▶ [Stated goal] Rewrite the material below, substituting "jersey" for each occurrence of the word "shirt" and keeping every other character identical.

[Entries from a pointing dataset]
^^^^^^^^^^^^^^^^

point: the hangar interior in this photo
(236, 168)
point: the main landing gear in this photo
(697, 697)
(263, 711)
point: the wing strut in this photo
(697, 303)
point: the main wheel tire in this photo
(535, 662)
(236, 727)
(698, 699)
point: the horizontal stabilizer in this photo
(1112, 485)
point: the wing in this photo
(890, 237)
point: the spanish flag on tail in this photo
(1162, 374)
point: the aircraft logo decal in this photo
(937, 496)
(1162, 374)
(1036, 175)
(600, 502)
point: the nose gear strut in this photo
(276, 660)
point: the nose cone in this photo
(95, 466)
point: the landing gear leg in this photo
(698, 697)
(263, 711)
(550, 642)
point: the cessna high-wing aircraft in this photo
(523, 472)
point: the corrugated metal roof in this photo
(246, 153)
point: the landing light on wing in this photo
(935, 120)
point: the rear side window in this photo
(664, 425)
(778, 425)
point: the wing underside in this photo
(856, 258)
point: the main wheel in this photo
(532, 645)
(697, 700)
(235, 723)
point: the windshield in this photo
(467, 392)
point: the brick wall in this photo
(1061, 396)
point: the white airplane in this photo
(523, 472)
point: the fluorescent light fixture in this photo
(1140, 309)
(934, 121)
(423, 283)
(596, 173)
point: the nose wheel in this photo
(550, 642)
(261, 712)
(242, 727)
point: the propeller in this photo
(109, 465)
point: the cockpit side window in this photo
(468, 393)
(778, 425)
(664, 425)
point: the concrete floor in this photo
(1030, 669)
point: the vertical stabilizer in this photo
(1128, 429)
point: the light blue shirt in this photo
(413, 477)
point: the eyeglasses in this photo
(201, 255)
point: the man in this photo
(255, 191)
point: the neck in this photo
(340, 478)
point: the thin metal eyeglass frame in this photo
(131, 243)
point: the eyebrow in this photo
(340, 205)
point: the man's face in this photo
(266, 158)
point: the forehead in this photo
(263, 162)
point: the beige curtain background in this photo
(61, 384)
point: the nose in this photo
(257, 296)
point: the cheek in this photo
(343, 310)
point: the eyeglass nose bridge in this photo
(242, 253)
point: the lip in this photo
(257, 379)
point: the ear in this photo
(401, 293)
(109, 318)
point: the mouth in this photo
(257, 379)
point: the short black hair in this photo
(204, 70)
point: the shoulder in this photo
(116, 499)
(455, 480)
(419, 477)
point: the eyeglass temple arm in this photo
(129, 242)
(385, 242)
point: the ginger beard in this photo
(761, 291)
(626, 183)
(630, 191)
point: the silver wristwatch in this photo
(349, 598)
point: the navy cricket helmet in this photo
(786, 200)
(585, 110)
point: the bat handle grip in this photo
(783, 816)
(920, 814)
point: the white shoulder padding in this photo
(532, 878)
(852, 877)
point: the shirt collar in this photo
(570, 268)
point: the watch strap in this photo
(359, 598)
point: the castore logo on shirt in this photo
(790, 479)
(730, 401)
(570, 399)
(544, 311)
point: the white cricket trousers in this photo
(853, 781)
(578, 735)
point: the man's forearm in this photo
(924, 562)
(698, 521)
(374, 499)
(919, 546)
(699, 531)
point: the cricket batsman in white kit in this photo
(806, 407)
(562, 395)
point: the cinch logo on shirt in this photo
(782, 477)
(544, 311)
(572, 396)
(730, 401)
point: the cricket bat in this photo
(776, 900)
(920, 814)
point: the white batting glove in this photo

^^^^^^^^^^^^^^^^

▶ [Result of the exercise]
point: the hangar interior in this photo
(236, 168)
point: the main landing gear in this photo
(697, 697)
(263, 711)
point: the wing strut in this photo
(697, 303)
point: the main wheel tire in this photo
(535, 662)
(236, 727)
(698, 699)
point: the horizontal stabilizer in this photo
(1112, 485)
point: the wing in this photo
(890, 237)
point: the spanish flag on tail in this photo
(1162, 374)
point: the aircraft logo decal in this photo
(937, 496)
(1162, 374)
(1036, 175)
(600, 502)
point: the nose gear strut in this photo
(276, 660)
point: the nose cone in this photo
(95, 466)
point: the landing gear leg in this photo
(698, 697)
(263, 711)
(550, 642)
point: the cessna high-wing aircraft in this photo
(523, 472)
point: the corrugated metal roof in this photo
(246, 153)
point: the landing light on wing in this photo
(935, 120)
point: the rear side window in this photo
(664, 425)
(778, 425)
point: the wing underside in this photo
(856, 258)
point: the main wheel in this photo
(532, 645)
(697, 700)
(235, 723)
point: the windshield in this photo
(467, 392)
point: the brick wall in this photo
(1061, 396)
point: the white airplane in this photo
(523, 472)
point: the fluorescent light fixture in this photo
(1140, 309)
(934, 121)
(423, 283)
(596, 173)
point: the nose wheel in this photo
(550, 642)
(261, 712)
(242, 727)
point: the propeller in this photo
(109, 465)
point: the cockpit side window in this photo
(468, 393)
(778, 425)
(664, 425)
point: the concrete floor in this photo
(1030, 669)
point: the vertical stabilizer in this photo
(1128, 429)
point: the light blue jersey in this photo
(413, 477)
point: the eyeglasses in this photo
(201, 255)
point: the man in this photo
(255, 191)
point: the neck in this photo
(340, 478)
point: the thin metal eyeglass frame in this photo
(131, 243)
point: the eyebrow in this photo
(340, 205)
point: the man's face in this photo
(266, 158)
point: the forehead in this photo
(263, 162)
point: the beige curtain background in this photo
(61, 384)
point: the nose in this photo
(257, 296)
point: the cheek in this photo
(343, 310)
point: the eyeglass nose bridge in this photo
(242, 253)
point: the lip in this photo
(257, 379)
point: the ear in this photo
(401, 293)
(109, 318)
point: the mouth in this photo
(257, 379)
point: the short black hair in this photo
(204, 70)
point: the shoulder in this photo
(116, 499)
(455, 480)
(419, 477)
point: the eyeglass temple arm in this photo
(129, 242)
(385, 242)
point: the ginger beard in this photo
(761, 291)
(626, 183)
(630, 191)
point: the silver wristwatch in this photo
(349, 598)
point: the navy cricket helmet in this photo
(786, 200)
(585, 110)
point: the bat handle grip in this photo
(783, 816)
(920, 814)
point: the white shoulder padding in this photo
(532, 878)
(852, 877)
point: the jersey collar in this photo
(570, 268)
point: the watch strap in this photo
(359, 598)
point: the castore logo on jersey in this photo
(790, 479)
(730, 401)
(570, 399)
(544, 311)
point: the white cricket trousers in this photo
(853, 781)
(578, 735)
point: the man's forearm in this photo
(924, 562)
(698, 521)
(374, 499)
(919, 546)
(699, 531)
point: the cricket batsman in white kit in this photo
(806, 407)
(562, 395)
point: the cinch logo on jersey in this photo
(782, 477)
(544, 311)
(572, 396)
(730, 401)
point: the cricket bat in this photo
(776, 900)
(920, 814)
point: the white batting glove in this photo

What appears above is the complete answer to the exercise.